*** Dataset entries Section Begins ***
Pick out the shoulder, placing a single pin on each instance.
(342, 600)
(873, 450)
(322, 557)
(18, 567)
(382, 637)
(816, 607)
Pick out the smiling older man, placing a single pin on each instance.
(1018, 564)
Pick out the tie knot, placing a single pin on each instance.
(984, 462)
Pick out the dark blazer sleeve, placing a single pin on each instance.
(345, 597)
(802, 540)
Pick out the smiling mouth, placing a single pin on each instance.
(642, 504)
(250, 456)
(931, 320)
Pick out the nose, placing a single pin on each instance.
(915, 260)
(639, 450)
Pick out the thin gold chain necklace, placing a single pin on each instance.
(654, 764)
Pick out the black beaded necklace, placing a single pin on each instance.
*** Dataset entries Section Ends ***
> What the task asks:
Copy, with no alteration, the line that contains "Pick out the smiling mouth, placing" and each remaining line of the listing above.

> Answer to this exercise:
Pick out the smiling mouth, placing a single pin on each instance.
(642, 504)
(250, 456)
(931, 320)
Pick out the nose, placing a single pin on each instance.
(915, 260)
(639, 450)
Pick out the thin gold chain necklace, placing a single pin on each instance.
(654, 764)
Pick out the black beaded necklace, placing a single pin on each instance.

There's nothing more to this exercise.